>>

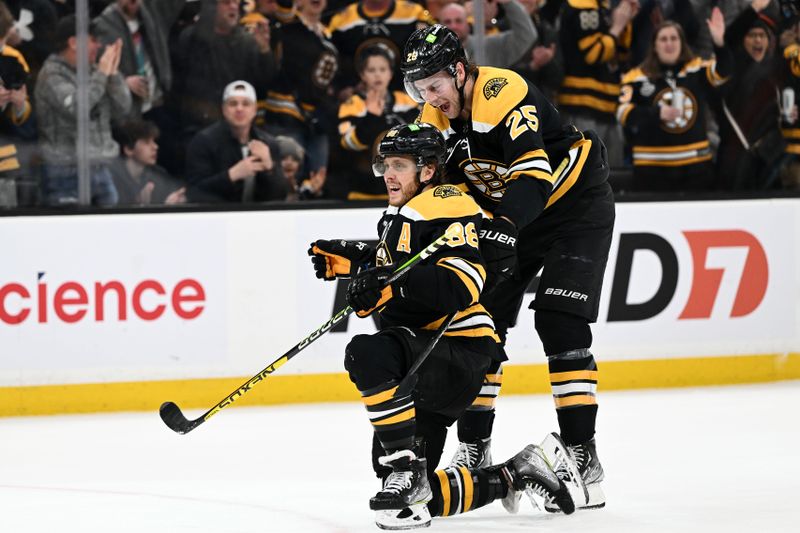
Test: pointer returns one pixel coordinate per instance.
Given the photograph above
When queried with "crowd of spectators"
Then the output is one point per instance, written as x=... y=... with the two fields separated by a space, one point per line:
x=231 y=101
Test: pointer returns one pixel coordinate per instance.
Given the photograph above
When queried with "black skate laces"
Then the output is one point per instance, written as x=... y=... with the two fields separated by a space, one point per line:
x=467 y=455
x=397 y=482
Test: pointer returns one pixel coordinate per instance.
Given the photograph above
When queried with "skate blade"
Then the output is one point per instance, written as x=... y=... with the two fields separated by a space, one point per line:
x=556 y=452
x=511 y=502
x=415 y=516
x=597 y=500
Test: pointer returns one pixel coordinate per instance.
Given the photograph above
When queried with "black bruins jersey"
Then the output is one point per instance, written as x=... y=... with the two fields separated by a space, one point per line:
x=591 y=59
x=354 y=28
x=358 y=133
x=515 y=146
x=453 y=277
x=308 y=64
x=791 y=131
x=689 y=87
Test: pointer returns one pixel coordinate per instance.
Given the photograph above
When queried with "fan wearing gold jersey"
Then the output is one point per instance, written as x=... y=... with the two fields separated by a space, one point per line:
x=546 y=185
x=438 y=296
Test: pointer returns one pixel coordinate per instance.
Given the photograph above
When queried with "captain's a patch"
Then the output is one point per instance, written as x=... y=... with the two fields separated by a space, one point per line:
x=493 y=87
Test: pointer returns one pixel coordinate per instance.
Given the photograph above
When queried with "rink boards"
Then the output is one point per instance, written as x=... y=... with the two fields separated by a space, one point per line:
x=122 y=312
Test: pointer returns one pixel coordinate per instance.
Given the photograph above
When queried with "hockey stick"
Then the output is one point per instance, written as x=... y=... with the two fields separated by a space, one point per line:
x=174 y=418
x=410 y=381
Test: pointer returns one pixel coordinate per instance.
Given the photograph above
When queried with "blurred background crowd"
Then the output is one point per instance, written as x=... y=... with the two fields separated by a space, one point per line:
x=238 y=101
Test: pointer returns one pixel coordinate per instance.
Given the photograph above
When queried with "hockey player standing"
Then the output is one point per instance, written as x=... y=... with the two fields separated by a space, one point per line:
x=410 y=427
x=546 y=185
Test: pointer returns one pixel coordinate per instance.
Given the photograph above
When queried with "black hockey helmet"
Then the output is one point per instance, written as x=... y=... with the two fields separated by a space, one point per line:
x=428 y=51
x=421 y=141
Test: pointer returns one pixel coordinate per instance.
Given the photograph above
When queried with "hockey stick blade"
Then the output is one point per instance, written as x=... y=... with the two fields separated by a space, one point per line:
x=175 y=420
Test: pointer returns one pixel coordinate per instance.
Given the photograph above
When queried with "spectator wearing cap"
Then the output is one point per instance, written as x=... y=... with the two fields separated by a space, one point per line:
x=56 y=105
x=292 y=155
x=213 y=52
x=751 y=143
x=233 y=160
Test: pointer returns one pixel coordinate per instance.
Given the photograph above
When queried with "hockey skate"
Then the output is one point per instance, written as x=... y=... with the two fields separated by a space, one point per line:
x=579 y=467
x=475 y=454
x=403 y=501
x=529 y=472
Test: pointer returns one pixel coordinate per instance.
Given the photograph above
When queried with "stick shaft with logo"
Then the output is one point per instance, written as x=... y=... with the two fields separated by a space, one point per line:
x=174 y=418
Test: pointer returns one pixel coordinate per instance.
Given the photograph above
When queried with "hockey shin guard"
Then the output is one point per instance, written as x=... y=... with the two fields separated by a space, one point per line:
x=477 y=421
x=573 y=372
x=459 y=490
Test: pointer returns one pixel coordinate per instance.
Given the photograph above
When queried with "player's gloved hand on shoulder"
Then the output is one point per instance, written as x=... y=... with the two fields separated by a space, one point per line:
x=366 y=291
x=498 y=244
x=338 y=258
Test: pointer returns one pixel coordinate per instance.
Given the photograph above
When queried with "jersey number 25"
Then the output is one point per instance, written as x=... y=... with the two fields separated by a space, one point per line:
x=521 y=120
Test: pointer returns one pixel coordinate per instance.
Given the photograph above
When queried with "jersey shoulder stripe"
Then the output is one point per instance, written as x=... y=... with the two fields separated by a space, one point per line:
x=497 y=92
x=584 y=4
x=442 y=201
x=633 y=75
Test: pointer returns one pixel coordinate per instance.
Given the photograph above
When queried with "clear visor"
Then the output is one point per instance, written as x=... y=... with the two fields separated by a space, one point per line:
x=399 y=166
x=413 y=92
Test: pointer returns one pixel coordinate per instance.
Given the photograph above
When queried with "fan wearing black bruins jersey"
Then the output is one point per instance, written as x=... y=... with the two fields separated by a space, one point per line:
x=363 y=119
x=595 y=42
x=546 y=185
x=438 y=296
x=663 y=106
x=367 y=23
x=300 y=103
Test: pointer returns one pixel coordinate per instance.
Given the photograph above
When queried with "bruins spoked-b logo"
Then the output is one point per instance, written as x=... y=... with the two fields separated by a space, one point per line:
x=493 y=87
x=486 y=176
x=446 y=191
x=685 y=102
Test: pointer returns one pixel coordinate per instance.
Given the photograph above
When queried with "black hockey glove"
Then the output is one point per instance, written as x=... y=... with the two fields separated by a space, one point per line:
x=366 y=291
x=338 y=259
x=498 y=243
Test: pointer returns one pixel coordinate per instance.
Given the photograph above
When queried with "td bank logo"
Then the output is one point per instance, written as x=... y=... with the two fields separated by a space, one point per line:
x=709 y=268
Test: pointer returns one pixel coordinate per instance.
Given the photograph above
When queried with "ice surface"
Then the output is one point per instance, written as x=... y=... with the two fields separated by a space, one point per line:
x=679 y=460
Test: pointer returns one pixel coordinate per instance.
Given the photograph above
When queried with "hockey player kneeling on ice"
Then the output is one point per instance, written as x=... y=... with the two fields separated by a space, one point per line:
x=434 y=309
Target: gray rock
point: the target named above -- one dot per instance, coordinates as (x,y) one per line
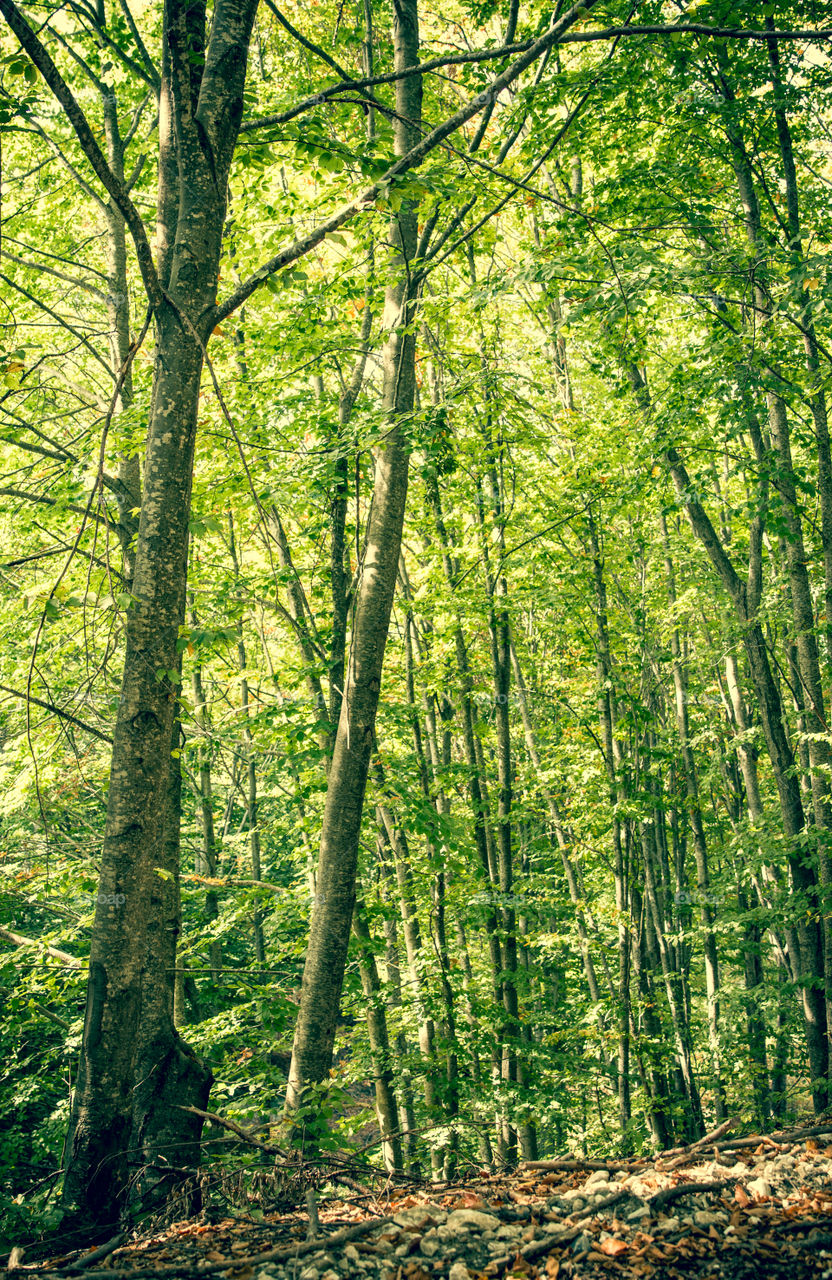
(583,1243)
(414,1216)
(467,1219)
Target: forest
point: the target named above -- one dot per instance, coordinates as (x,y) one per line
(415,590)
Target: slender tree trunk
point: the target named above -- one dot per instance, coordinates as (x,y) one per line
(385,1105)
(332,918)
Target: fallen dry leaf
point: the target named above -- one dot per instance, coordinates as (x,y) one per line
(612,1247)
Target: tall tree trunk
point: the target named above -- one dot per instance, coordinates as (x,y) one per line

<<

• **TASK PROMPT**
Could you copy out every record exactly, minus the pictures?

• **ANSWER TO THIS EXERCISE**
Test: pointer returns one pixel coordinate per instance.
Given the photograph above
When queried with "crowd of spectators"
Then the output is one point per instance, written as x=... y=... with the two fields separated by a space, one point per line:
x=231 y=101
Test: pointer returns one pixel coordinate per instance.
Given the photograph above
When queried with "black skate laces"
Then the output is one point per instance, written as x=... y=... with the two fields separated by a space, one point per line:
x=467 y=455
x=397 y=482
Test: pointer returns one pixel coordinate per instance.
Given the photograph above
When queried with "skate blade"
Then the output is one point per instance, written as x=... y=... with the two fields separated by a space, one point per line:
x=556 y=452
x=511 y=502
x=415 y=516
x=597 y=500
Test: pointer returns one pixel coordinate per instance.
Given the photograph above
When queried with "black bruins jersey"
Then the output is one point per instance, written as x=... y=... with the two fields separated by a space, one point per line:
x=591 y=59
x=354 y=28
x=358 y=133
x=515 y=146
x=453 y=277
x=308 y=64
x=791 y=131
x=689 y=87
Test: pointer returns one pixel coordinate per instance.
Given the photograph above
When queried with "fan wearing gold jersey"
Then the output is one point per instance, written as x=... y=... with the two fields separated by a space, one point per line:
x=546 y=185
x=438 y=296
Test: pointer returns one pixel coordinate per instance.
Given the photograph above
When queried with "captain's a patch"
Then the output is one point per instance, written as x=... y=... with the two fields separated by a space, one point per line:
x=493 y=87
Test: pointer returns one pixel coordinate per instance.
Given the photograph above
When queried with "rink boards"
Then the output is one point per instance, written as x=... y=... with the two fields separated by a space, one point per line:
x=122 y=312
Test: pointer returns one pixel coordinate per instance.
Given the photograph above
When queried with "hockey stick"
Then the output is one point per instance, written as x=... y=... with the two fields separated by a space, one point per line:
x=174 y=418
x=410 y=381
Test: pointer returns one pixel coordinate per instance.
Given the photograph above
When queried with "blurred background crowd"
Then the output is one point per instance, written as x=... y=... with the two fields separated by a space, one point per line:
x=238 y=101
Test: pointer returns one pixel coordinate per instance.
Given the photograph above
When queried with "hockey player standing"
Then the output is one point per instance, written as x=... y=... with the two fields separated by a space, one point per line:
x=410 y=427
x=546 y=185
Test: pointer returns one pixel coordinate per instance.
Given the photograph above
When queried with "black hockey helmet"
Then the output is one point per instance, written as x=... y=... with the two fields separated by a space, one point per line:
x=428 y=51
x=421 y=141
Test: pointer returns one pixel coordinate per instance.
Given the photograph above
When queried with "hockey stick blade"
Then the output is one point per instance, written as x=... y=... with the two fields separated by a space, one point per line:
x=175 y=420
Test: pointer returns one pixel coordinate per instance.
Given the photograph above
When queried with "spectator wearing cap"
Then the output is one point per instance, written as x=... y=... with the two fields separated by a space, one point per line:
x=56 y=105
x=292 y=155
x=213 y=52
x=751 y=143
x=233 y=160
Test: pointer returns one pixel coordinate per instance.
Given the photograph above
When queried with "hockey skate"
Then the output is one point per instance, written as x=... y=... with the two fields separated by a space, one point per line:
x=579 y=467
x=475 y=454
x=403 y=501
x=529 y=472
Test: pointer returns one pixel coordinate per instance.
Given the photograph above
When queried with "stick shaft with logo"
Then the output is one point per instance, written as x=... y=... with the two fields separated by a space, one point per line:
x=174 y=418
Test: pointer returns one pixel coordinate per instance.
Given the photograph above
When queried with "hockey shin guard"
Then the output is one point per instance, written as x=... y=... with the two fields separated by a space, one point per line:
x=477 y=421
x=573 y=372
x=459 y=490
Test: pointer returns one pixel coordinate per instance.
Given the photograph above
When queried with "player's gloved hand on shoulder"
Then the output is one point per instance, written as x=... y=... with the two fields separated by a space, one point per line:
x=366 y=291
x=498 y=244
x=338 y=258
Test: pointer returns one pixel coordinate per instance.
Given the photograph above
When queried with "jersey number 25"
Then the output is one point per instance, written as x=... y=... with the two fields separated by a space, one point per line:
x=521 y=120
Test: pointer returns one pixel coordinate per instance.
Given the photograph above
When queried with "jersey shoulder stripe"
Then the output is one point per instance, written as x=... y=... with the two fields separated by a space, one point per line:
x=497 y=92
x=584 y=4
x=442 y=201
x=633 y=75
Test: pointer returns one pixel coordinate per instance.
Given the photograph above
When queried with "clear visor"
Then the output is one point per instance, written as x=... y=... with the two fields separated by a space, one point per line:
x=399 y=166
x=413 y=92
Test: pointer returns one pixel coordinate per instance.
Given the photograph above
When queried with "fan wearing black bruins jersey"
Then the output is one point per instance, written as x=... y=... with the two fields separated by a space, one point per line:
x=363 y=119
x=595 y=42
x=546 y=185
x=438 y=296
x=663 y=106
x=367 y=23
x=300 y=103
Test: pointer returns one pixel coordinate per instance.
Given the photograph above
When queried with "bruins spoked-b logo"
Then the output is one point per instance, written as x=... y=... with the two fields separated by a space, one point per line:
x=493 y=87
x=486 y=176
x=446 y=191
x=685 y=102
Test: pointer returns one pixel coordinate per instance.
Given the photograph above
When queried with "black hockey glove"
Then the output is one point per instance, written as x=... y=... with the two fields separated by a space, one point per line:
x=366 y=291
x=338 y=259
x=498 y=243
Test: pointer returns one pixel coordinate per instance.
Given the photograph above
When queried with "td bank logo"
Then the output is one point per instance, written as x=... y=... with the two fields separated by a space, one point per line:
x=709 y=268
Test: pointer returns one pixel coordinate per instance.
Given the photograph above
When queried with "ice surface"
Then the output is one point per instance, written as x=... y=... with the two fields separated by a space, one point per line:
x=679 y=460
Test: pointer returns one pixel coordinate per instance.
Given the photograph above
When queried with "hockey player kneeling on ice"
Then the output is one point per instance, written as x=... y=... with the two fields separated by a space, one point per line:
x=434 y=309
Target: gray rock
point: the target named above -- one dot per instance, coordinates as (x,y) one per line
(583,1243)
(414,1216)
(467,1219)
Target: forest
point: the target named above -- one dot per instance, coordinates as (x,y) one per line
(415,590)
Target: slender tree trunk
point: the target named above -- one dot per instance, coordinates as (x,y) one per line
(385,1105)
(332,918)
Target: fallen dry leaf
point: the target named above -- one dot per instance, coordinates as (x,y) one per line
(612,1247)
Target: tall tree trunk
point: the target named above -- one dot per instance, coordinates as (x,y) one per line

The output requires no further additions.